Rachel’s hometown is Dallas, Texas! We’ll be back here next season, since she’s the next Bachelorette. That makes this date kind of pointless, but we’re gonna have it anyway. Cue Hozier, cuz Rachel’s taking this goofy-ass to her church. Nick does not fit in this environment. Maybe Nick doesn’t fit in anywhere. He’s the most awkward person ever.

Nick trying to be cool

Before they head to meet the fam, Rachel drops the L-bomb. Rachel’s never brought home a white guy. Nick’s never dated a black girl. What could go wrong?! We meet mom, sister, cousin, sister, and sister’s white husband. Dad is out of town because he heard Rachel’s the next Bachelorette and knows this is pointless. Everyone wants to know if he’s dated a black girl. No.
He seems to pass all of the tests though. Even though it clearly doesn’t work out for the two of them, this was a big moment for the show.

Corinne time! Let’s get fabulous. They’re going shopping? Perfect date. RIP Corinne. I really can’t believe Corinne is getting a hometown date. They’ve clowned her all season and they’re going to squeeze every bit of entertainment out of her before they send her to Bachelor in Paradise.

Corinne arriving at Bachelor in Paradise

During the date, she also drops the L bomb. Keep in mind, this is the first one on one date they’ve had together. Corinne lives in her own world that is not reality-adjacent.

Corinne’s family lives in a high rise by the ocean (there is no cake). We meet mom, sister, dad, and Racquel. Hoo boy. They are quite the familial unit. Mom has nipped, tucked, and injected her way to immortality. Racquel was probably picked up this week in an ICE raid since the show revealed her location. Dad likes whiskey and is concerned that the unemployed doofus that she’s dating will be able to provide her with the lavish lifestyle that she’s accustomed.

The only question I have is, does Nick actually like her? It doesn’t seem like there is any way she makes it to the end, but I’ve been saying that for a WHILE.

Corinne won’t win!

Vanessa is in Montreal. Canada eh? Kind of like Nick’s last ex? Maybe he’s got a thing for the Canucks. Nick meets V’s adult special needs students and they approve. The real test is meeting Vanessa’s very Italian and very split family. Mom’s side is first.

----------------------------------------

--- GOALS ---
1. Please quote everything in the recap from "Corinne arriving at" down to "for a WHILE.".
2. Why does the recap call the date in Rachel's hometown kind of pointless?

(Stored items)
----------------------------------------

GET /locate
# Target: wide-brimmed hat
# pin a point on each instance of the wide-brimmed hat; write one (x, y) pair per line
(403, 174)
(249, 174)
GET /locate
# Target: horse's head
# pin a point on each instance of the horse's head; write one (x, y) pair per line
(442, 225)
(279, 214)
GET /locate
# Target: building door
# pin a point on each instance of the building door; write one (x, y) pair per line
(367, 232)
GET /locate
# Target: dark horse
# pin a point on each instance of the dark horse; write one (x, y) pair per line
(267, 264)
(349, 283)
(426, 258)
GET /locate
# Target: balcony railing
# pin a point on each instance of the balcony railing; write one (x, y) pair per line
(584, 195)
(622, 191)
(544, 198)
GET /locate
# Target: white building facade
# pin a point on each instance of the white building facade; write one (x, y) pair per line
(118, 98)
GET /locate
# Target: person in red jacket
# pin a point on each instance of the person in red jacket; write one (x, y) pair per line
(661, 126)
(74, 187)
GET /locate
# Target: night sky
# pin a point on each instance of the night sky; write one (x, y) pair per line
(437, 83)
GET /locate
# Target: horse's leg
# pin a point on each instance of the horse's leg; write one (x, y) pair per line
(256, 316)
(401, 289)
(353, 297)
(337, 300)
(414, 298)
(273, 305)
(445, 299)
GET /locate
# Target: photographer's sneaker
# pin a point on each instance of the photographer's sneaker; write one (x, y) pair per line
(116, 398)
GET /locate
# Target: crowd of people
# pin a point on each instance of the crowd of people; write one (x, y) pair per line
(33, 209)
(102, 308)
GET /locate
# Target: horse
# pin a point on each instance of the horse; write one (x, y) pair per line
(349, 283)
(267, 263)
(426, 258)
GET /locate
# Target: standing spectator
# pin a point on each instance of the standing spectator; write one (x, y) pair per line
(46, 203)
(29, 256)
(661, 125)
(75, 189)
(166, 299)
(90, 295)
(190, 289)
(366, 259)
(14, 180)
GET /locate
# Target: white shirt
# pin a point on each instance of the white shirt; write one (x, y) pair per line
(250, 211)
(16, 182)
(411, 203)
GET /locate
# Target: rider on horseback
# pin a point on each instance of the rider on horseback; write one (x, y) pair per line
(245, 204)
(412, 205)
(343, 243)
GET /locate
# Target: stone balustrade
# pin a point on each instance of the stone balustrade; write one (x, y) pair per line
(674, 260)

----------------------------------------

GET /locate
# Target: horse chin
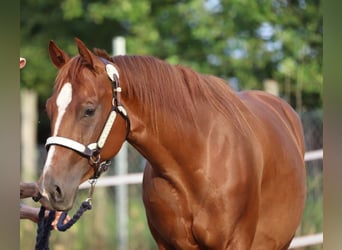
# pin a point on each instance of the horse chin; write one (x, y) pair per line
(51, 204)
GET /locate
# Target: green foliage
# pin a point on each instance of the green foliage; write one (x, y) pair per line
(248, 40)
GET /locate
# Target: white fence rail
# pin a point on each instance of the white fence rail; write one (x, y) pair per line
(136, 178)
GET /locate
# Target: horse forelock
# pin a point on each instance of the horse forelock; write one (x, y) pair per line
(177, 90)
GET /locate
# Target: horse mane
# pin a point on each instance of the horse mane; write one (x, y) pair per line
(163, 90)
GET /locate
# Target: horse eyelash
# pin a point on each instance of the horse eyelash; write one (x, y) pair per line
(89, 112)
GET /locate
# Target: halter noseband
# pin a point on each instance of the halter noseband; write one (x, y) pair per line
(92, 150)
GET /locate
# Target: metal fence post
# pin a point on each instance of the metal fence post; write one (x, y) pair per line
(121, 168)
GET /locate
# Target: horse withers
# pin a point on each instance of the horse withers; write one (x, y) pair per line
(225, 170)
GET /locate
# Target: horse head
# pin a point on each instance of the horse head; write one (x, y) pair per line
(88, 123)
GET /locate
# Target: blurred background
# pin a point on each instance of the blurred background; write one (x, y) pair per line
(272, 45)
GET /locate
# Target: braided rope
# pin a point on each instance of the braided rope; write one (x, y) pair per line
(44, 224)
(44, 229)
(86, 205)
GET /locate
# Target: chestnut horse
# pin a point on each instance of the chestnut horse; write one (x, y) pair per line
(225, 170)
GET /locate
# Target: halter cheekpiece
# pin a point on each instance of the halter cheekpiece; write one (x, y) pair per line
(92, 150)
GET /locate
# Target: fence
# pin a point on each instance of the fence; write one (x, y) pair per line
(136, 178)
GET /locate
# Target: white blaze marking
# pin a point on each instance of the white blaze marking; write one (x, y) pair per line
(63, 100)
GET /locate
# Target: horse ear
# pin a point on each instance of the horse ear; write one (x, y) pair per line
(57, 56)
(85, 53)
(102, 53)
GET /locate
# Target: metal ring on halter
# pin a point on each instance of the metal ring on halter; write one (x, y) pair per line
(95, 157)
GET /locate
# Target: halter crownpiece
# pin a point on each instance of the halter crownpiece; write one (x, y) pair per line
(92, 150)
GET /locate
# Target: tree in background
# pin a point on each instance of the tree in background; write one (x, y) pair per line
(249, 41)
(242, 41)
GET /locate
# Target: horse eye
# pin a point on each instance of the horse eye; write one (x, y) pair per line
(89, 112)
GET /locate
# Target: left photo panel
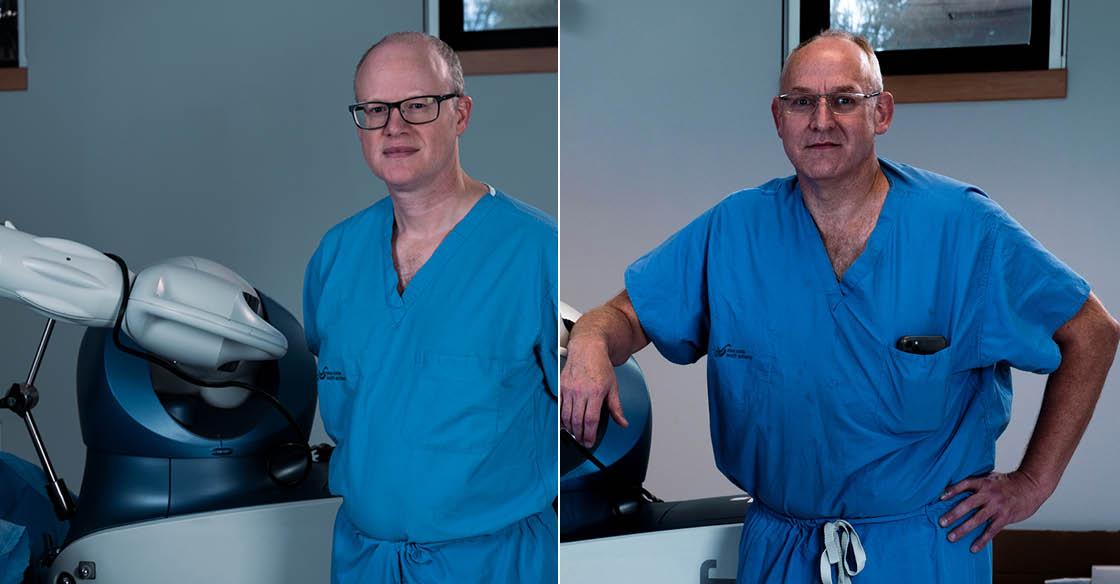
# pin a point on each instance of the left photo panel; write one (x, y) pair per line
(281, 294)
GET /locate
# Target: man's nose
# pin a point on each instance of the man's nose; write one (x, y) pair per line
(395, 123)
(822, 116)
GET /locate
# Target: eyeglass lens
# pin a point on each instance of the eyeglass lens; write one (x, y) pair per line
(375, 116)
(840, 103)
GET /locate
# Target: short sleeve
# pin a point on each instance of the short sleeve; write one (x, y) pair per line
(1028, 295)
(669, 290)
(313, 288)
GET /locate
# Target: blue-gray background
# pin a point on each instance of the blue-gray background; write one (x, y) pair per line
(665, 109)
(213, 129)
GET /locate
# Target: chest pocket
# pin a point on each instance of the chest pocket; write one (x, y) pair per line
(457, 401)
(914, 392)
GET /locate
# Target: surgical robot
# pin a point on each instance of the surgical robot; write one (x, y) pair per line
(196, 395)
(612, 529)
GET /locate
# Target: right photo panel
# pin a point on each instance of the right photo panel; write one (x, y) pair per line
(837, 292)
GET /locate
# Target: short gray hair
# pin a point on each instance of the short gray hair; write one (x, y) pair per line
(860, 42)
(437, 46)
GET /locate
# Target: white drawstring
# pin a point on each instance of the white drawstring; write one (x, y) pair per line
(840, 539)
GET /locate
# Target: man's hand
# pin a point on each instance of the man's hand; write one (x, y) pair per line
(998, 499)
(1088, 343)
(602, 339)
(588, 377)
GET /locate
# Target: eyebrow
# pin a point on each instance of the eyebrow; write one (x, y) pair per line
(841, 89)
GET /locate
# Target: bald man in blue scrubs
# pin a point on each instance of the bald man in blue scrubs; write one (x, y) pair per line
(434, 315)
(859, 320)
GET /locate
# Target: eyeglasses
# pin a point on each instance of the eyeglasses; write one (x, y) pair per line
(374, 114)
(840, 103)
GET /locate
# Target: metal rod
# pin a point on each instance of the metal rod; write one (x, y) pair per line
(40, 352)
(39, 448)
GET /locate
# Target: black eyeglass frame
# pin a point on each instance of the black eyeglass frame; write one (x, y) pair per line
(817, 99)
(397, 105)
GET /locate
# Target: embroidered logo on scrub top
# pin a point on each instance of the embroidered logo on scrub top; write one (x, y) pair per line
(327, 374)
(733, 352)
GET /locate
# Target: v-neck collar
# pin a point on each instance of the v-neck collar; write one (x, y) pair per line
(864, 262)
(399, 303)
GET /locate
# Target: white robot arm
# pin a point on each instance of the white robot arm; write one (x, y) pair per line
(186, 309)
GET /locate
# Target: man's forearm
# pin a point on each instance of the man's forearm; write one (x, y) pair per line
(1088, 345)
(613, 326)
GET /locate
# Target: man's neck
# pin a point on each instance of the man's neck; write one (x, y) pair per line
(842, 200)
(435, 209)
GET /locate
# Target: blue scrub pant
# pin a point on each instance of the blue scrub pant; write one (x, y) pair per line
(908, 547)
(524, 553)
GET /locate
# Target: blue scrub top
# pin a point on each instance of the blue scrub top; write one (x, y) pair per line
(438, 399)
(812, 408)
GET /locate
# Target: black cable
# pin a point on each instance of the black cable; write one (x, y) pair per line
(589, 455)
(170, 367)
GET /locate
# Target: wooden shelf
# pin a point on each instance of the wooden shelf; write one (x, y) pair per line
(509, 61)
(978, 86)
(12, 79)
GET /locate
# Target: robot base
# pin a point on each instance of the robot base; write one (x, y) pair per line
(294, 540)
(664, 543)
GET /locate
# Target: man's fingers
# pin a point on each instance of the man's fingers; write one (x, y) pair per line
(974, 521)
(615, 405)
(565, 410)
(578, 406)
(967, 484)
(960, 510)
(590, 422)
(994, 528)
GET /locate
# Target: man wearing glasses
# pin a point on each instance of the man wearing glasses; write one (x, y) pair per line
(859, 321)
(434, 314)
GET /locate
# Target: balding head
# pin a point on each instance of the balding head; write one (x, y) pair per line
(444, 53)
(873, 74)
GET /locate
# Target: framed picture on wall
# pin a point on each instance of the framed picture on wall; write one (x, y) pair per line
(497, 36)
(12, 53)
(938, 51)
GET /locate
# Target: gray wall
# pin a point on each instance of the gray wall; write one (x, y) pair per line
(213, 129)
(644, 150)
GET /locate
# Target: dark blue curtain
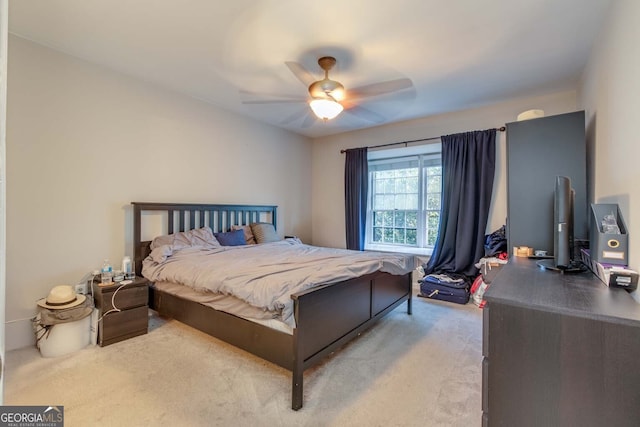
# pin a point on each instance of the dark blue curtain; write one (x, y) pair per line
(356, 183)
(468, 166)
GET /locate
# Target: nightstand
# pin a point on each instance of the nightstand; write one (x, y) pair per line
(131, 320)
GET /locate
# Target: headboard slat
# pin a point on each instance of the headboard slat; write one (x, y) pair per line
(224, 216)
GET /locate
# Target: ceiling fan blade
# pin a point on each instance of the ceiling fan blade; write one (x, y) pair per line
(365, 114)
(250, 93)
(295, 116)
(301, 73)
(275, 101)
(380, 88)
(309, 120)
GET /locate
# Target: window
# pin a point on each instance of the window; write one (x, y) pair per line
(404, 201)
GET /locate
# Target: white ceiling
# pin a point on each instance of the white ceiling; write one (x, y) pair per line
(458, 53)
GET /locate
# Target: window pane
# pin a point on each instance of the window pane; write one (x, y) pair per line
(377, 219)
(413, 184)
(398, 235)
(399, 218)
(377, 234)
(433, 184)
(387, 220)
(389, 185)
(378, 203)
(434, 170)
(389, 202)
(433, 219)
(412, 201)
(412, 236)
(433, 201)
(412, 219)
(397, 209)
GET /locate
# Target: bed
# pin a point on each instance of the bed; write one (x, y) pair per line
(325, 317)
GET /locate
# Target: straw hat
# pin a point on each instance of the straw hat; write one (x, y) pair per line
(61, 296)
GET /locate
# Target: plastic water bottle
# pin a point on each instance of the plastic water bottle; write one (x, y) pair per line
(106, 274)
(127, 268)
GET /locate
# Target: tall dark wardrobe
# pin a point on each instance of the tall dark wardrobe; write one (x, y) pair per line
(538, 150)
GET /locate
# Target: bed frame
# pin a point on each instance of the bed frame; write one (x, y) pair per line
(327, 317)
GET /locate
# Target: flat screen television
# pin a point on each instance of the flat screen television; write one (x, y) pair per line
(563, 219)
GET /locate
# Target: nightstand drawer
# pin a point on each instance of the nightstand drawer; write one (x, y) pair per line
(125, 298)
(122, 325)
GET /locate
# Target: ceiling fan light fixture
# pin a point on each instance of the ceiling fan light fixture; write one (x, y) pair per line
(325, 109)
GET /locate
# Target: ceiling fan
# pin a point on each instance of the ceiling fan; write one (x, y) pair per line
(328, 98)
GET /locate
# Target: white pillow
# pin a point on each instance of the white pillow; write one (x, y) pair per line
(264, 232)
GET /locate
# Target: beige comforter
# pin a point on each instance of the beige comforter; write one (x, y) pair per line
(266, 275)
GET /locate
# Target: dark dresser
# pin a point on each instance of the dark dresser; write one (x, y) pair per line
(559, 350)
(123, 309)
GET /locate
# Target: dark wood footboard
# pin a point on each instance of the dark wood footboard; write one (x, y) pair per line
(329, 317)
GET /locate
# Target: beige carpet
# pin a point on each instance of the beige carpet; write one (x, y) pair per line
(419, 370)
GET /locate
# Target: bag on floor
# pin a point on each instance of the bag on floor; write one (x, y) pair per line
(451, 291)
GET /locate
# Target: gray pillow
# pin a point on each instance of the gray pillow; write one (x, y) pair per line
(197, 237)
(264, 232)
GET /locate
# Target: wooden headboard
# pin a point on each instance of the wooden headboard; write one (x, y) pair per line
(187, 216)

----------------------------------------

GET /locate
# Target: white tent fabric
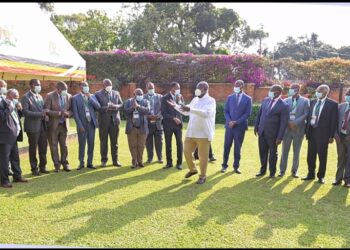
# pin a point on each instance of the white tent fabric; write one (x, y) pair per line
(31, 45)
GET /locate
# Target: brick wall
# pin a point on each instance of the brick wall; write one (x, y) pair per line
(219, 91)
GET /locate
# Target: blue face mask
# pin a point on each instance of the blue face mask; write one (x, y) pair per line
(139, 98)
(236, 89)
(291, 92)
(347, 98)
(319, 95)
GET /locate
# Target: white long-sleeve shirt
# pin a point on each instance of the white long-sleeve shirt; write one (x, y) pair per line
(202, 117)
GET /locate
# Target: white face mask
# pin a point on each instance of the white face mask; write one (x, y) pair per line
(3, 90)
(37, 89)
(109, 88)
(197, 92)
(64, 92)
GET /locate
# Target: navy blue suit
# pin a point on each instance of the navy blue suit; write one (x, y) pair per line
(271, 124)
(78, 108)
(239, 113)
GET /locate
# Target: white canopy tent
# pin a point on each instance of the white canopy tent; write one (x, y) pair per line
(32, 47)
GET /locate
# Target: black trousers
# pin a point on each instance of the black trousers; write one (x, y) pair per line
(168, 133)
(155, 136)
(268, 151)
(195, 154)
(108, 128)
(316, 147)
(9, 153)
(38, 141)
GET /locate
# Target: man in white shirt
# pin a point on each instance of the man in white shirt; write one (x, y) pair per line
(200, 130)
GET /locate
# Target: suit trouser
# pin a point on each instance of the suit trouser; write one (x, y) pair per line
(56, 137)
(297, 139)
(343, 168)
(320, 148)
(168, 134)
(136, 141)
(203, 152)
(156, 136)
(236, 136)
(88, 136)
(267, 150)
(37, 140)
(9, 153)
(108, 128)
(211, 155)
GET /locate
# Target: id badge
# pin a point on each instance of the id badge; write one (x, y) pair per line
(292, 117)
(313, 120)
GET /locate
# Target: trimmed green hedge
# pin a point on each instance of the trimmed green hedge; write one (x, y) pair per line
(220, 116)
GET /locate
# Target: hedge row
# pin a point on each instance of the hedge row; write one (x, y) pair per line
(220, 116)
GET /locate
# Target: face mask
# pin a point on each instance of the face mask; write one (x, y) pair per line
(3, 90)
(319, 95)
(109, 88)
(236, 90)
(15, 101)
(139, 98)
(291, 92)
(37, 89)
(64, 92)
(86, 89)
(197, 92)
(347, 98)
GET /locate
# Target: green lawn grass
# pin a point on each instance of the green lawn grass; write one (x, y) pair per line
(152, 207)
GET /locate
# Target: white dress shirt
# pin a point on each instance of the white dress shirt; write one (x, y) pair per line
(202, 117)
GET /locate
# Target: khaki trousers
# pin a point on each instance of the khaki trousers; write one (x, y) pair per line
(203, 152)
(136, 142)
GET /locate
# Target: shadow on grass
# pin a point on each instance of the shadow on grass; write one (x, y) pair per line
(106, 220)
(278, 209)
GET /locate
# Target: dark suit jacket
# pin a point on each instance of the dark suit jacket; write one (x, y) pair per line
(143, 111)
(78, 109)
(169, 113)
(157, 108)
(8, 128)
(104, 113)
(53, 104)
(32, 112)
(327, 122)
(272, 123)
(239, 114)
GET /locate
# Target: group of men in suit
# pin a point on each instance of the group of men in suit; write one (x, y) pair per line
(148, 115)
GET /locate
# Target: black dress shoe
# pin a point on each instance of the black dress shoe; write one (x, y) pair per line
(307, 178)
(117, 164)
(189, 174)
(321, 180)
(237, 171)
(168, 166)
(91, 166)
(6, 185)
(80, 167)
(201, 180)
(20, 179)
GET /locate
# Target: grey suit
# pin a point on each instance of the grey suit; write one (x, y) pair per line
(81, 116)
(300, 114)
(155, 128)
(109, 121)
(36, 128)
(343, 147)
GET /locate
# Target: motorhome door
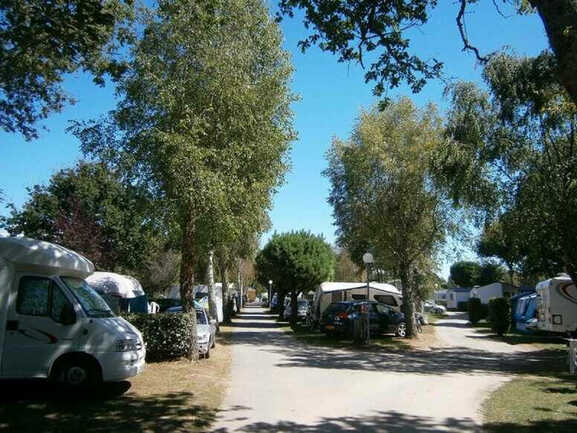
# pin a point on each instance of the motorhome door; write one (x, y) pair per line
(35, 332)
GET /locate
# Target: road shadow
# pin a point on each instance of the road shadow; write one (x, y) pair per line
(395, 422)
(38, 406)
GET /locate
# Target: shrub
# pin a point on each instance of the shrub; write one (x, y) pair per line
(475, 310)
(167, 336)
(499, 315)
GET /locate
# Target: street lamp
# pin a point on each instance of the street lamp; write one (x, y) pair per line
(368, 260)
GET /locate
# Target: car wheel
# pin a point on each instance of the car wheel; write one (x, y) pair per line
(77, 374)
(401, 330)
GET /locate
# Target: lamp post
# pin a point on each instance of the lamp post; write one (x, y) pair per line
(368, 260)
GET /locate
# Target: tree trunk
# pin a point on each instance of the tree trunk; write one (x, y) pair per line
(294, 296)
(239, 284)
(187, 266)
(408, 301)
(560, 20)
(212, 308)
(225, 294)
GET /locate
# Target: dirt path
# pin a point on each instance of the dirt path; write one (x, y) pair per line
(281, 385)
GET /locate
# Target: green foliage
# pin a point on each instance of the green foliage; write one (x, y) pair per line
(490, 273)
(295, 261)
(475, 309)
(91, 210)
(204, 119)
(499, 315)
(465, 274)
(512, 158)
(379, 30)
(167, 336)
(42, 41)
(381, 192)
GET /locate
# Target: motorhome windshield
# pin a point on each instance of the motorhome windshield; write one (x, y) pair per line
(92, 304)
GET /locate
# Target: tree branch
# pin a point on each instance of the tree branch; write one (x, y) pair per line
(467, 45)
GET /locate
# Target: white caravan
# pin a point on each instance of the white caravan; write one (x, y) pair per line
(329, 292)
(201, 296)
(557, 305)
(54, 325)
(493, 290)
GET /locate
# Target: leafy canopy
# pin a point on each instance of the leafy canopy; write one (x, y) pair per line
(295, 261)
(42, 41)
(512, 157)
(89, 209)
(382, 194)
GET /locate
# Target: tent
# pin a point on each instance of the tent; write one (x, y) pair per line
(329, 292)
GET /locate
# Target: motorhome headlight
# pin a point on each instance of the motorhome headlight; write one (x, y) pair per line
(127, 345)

----------------------------------------

--- ANSWERS TO THE EXERCISES ---
1.
Corinne arriving at Bachelor in Paradise

During the date, she also drops the L bomb. Keep in mind, this is the first one on one date they’ve had together. Corinne lives in her own world that is not reality-adjacent.

Corinne’s family lives in a high rise by the ocean (there is no cake). We meet mom, sister, dad, and Racquel. Hoo boy. They are quite the familial unit. Mom has nipped, tucked, and injected her way to immortality. Racquel was probably picked up this week in an ICE raid since the show revealed her location. Dad likes whiskey and is concerned that the unemployed doofus that she’s dating will be able to provide her with the lavish lifestyle that she’s accustomed.

The only question I have is, does Nick actually like her? It doesn’t seem like there is any way she makes it to the end, but I’ve been saying that for a WHILE.

2. Rachel is the next Bachelorette, so the show will be back in Dallas, Texas, next season anyway.